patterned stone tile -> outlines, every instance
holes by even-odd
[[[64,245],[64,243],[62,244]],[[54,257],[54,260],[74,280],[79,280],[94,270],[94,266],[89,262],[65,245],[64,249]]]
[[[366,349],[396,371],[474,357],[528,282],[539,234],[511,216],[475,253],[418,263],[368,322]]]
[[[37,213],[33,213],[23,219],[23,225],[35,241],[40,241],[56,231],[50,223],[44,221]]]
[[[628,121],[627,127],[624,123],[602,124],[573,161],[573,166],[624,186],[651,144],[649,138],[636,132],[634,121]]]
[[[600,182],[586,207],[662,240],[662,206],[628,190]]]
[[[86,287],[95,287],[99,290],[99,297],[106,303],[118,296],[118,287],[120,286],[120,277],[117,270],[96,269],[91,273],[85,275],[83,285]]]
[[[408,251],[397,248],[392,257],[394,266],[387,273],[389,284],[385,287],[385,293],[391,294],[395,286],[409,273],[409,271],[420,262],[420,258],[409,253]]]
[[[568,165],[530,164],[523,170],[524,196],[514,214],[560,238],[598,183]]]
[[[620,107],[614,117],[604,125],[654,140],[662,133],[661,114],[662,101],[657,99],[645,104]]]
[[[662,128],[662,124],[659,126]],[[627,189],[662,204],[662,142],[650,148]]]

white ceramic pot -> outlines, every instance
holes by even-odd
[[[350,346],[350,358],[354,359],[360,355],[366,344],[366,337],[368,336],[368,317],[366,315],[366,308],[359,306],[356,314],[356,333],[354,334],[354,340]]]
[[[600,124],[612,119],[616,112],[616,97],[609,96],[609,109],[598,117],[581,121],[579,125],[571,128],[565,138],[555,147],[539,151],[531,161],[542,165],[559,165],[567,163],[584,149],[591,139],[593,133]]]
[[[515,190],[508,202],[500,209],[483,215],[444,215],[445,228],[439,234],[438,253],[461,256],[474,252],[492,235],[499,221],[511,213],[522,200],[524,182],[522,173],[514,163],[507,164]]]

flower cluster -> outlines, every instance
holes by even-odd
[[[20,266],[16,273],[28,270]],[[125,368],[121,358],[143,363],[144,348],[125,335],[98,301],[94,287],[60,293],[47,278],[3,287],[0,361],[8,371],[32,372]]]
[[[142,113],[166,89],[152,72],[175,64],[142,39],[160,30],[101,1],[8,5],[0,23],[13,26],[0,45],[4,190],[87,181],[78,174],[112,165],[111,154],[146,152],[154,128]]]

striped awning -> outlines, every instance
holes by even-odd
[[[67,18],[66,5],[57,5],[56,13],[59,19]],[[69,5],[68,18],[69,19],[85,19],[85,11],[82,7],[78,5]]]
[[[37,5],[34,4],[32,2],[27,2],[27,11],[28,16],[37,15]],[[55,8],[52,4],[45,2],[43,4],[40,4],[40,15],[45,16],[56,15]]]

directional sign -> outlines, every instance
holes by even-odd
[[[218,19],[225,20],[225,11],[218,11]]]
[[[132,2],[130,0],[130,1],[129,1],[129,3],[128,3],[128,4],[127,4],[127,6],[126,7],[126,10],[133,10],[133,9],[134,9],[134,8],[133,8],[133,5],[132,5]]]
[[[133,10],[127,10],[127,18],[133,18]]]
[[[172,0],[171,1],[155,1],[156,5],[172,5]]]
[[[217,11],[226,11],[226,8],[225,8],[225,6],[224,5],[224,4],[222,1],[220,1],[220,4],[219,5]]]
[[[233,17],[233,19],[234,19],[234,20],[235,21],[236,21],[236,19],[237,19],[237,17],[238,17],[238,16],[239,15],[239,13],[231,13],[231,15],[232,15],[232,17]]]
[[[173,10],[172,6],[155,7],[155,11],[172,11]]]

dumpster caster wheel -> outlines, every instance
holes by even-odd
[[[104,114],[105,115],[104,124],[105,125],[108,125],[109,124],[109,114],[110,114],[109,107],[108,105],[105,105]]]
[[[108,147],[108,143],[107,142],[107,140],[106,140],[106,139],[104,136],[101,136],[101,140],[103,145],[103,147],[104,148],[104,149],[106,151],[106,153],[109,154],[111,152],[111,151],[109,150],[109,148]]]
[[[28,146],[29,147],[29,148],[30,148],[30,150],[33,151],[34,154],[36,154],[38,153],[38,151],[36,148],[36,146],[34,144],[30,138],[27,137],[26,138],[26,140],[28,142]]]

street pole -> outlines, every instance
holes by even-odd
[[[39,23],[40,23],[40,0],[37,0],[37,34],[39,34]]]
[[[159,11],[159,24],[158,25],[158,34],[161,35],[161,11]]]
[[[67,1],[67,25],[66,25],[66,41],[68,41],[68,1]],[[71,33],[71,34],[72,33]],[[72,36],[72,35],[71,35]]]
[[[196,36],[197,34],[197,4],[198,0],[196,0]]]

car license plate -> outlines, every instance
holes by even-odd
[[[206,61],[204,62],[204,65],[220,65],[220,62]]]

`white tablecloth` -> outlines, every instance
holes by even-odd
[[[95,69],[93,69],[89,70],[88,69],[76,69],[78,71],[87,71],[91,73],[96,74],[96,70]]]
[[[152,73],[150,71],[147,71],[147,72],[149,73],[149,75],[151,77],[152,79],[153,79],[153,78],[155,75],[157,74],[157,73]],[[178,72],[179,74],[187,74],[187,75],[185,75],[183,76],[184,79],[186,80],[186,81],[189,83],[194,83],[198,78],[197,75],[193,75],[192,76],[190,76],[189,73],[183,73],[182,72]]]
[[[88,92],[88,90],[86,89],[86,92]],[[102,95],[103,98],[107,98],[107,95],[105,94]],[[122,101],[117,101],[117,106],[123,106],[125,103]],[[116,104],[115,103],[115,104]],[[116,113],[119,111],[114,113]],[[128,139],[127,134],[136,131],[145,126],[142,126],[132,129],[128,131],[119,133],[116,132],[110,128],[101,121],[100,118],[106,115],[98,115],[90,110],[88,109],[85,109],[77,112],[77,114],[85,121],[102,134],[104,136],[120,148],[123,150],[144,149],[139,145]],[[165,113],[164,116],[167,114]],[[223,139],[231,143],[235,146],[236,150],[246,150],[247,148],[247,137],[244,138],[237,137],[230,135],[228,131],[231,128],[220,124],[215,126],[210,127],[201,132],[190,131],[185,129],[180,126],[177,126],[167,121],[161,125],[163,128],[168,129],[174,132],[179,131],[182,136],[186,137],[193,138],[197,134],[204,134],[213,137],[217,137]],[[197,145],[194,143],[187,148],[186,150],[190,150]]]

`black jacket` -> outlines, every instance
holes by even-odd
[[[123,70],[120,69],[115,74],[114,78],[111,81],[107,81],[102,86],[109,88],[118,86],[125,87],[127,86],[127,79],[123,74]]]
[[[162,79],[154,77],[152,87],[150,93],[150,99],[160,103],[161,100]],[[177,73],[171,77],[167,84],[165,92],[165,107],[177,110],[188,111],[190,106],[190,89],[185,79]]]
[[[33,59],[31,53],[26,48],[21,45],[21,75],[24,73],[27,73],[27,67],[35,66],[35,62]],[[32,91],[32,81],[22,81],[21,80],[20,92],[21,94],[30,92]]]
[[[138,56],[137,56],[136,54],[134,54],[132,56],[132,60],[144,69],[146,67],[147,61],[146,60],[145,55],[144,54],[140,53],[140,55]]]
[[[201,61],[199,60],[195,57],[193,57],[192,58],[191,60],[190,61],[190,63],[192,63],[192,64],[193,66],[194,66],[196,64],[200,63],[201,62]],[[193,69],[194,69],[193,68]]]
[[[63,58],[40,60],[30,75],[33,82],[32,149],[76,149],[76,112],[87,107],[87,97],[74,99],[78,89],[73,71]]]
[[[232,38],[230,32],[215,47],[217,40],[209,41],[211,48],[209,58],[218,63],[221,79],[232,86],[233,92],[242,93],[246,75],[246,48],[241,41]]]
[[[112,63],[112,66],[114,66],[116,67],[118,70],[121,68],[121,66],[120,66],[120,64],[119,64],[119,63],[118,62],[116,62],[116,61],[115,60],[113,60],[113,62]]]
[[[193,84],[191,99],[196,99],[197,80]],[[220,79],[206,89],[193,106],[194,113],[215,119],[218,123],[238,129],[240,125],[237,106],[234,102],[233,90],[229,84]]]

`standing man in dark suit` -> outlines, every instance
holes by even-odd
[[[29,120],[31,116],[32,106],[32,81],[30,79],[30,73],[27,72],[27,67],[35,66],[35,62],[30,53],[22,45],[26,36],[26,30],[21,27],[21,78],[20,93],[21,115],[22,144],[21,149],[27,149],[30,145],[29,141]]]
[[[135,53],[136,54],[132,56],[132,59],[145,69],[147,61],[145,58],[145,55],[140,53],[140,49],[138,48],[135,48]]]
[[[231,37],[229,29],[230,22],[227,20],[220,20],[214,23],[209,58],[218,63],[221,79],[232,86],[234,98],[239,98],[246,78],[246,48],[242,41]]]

Task prompt:
Render the listing from the line containing "car license plate -> outlines, every instance" to the line containing "[[[206,61],[204,62],[204,65],[220,65],[220,62]]]", both included, as a Markdown table with a Row column holding a row number and a Line column holding the line, leaving out blank lines.

Task output:
| Row | Line |
|---|---|
| 1 | car license plate -> outlines, every instance |
| 2 | holes by even-odd |
| 3 | [[[206,61],[204,62],[204,65],[220,65],[220,62]]] |